'''

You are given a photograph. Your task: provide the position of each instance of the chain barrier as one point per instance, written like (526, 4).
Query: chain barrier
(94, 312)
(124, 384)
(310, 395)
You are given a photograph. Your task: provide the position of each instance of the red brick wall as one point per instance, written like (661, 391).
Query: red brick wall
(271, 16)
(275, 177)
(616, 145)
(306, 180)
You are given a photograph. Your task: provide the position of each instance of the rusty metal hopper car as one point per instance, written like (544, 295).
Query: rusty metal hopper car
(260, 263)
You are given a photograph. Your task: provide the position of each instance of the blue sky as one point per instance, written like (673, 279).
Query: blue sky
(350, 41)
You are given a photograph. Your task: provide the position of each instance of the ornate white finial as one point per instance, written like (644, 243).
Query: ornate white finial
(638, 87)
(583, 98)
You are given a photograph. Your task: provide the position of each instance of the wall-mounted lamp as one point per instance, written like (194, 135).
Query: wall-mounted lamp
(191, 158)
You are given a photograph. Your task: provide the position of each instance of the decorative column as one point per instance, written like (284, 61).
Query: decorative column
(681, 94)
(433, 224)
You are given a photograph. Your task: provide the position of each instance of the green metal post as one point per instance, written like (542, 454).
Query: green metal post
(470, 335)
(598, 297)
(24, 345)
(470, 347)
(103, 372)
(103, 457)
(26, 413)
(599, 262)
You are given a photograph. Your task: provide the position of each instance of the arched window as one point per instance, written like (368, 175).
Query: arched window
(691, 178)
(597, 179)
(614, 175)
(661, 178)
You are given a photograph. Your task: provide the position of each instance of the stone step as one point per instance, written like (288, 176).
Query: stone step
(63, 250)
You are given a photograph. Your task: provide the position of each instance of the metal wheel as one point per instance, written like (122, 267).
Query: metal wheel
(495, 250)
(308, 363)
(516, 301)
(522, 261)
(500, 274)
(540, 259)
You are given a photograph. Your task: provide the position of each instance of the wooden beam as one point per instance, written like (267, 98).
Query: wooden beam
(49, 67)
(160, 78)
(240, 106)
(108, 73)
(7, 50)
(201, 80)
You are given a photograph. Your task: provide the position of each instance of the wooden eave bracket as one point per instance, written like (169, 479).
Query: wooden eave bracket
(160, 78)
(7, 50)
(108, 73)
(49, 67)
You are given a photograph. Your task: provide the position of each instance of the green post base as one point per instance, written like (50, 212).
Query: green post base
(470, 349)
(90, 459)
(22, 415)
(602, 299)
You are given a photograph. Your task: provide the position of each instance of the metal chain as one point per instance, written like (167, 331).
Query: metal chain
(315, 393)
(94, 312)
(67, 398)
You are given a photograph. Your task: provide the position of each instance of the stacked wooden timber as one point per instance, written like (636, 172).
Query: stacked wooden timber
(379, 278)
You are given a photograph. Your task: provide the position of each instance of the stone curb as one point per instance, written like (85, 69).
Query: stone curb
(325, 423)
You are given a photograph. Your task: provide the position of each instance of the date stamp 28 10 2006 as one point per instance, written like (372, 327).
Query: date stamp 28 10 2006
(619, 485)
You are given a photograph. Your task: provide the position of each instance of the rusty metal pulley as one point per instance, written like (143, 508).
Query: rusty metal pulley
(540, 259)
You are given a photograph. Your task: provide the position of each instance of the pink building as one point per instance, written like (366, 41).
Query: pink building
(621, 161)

'''

> [Directions]
From the line with "like (372, 327)." to the final line of the entries above, return every line exactly as written.

> [Answer to this exercise]
You are given a photograph. Your task: provide the position of each instance of the date stamp 28 10 2006 as one point per instance, written like (372, 327).
Query: date stamp 28 10 2006
(619, 485)
You are given a photograph. Your task: provide the position of each instance of the rusty metal pulley as one point per instance, written like (143, 508).
Query: rusty metal pulley
(540, 259)
You are given a photograph. Your task: provide the position of each instance of the pink building as one point per instance, written like (366, 41).
Query: pink building
(621, 161)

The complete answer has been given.